Supplied text>
* * * * * * *
Until December 14, the last time I had texted my friend Raphi Bloom, one of the leaders of the Jewish community in Manchester, was on October 2, 2025, the night of the Yom Kippur terror attack on Heaton Park Hebrew Congregation synagogue, which claimed the lives of two people.
“Are you OK, mate?” I wrote.
The images coming out of the UK that evening, the holiest day of the Jewish year, were deeply disturbing. Whether from Israel or halfway across the world in Sydney, one felt the familiar tightening in the chest that so many Jews now experience when such news breaks, especially during our religious festivals.
Two months later, on December 14, our roles were reversed.
“Are you OK?” Raphi messaged me.
He had seen the reports of the terror attack at Bondi in Sydney, during the Chanukah celebration, which claimed 15 lives, leaving a searing scar on our community. It was also an attack that I survived.
* * * * * * *
Information supplied>

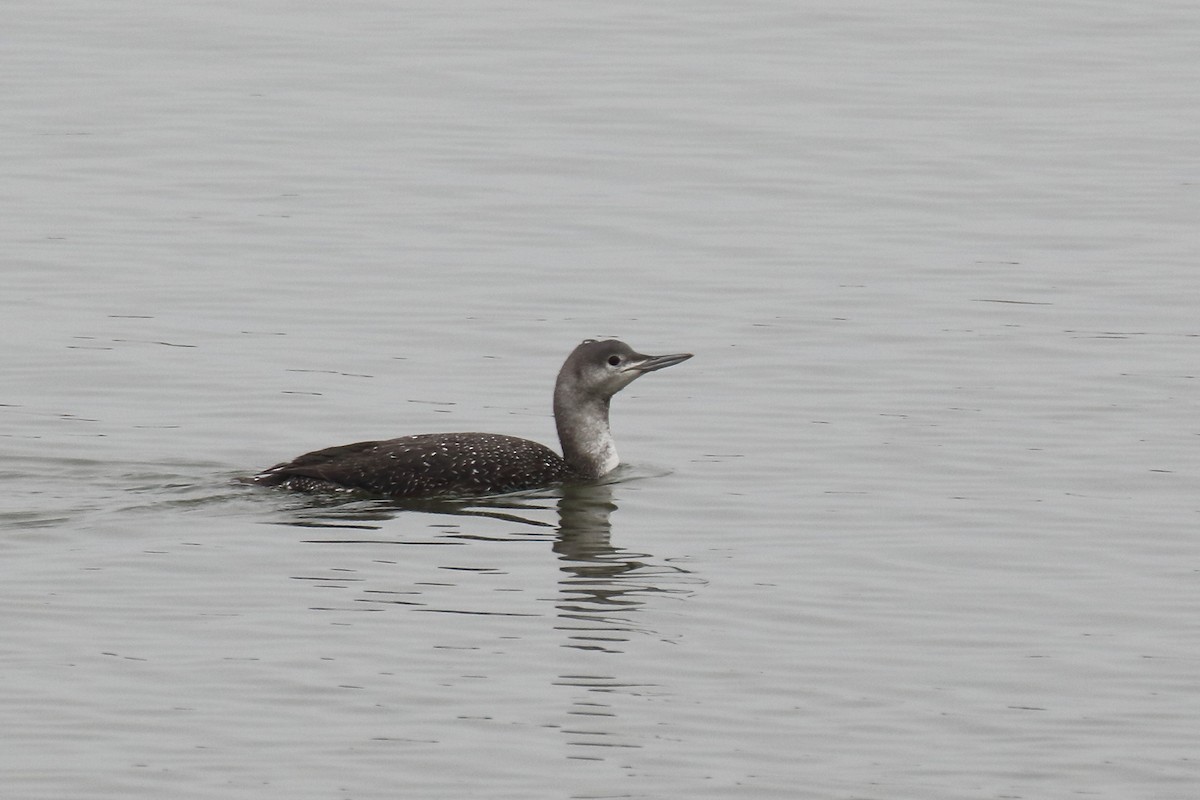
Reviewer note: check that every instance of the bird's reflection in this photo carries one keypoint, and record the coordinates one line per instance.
* * * * * * *
Exercise details>
Pick up the piece about the Manchester and Bondi attacks right after its last sentence and keep writing it.

The response>
In that moment, the symmetry of our messages captured something deeper about the Jewish experience today. From Manchester to Sydney, from London to Melbourne and beyond, Jewish communities increasingly find themselves bound not only by shared heritage and faith, but by a shared vulnerability, as Jew-hatred surges relentlessly around the world.
As we just marked our first Passover since the Bondi attack, that reality weighs heavily on many Australian Jews, myself included. Yet so too does our strength and resilience as a people.
For Australian Jews, December 14 shattered long-held assumptions. For generations, Australia was regarded as a beacon of peace and coexistence, one of the safest homes anywhere in the diaspora. Our community thrived – confident and integrated.
The events of that afternoon changed that sense of certainty and security. I remember the chaos, the confusion and the sirens. In a split second, Bondi Beach, one of Australia’s most iconic places, became a bloodbath. Children, Holocaust survivors, entire families gunned down. By a miracle, I survived, having been hit in the head by one of the assassins’ bullets.
I cannot explain why my life was spared while those of ten-year-old Matilda, full of promise, and 87-year-old Alex Kleytman, a Holocaust survivor, were taken.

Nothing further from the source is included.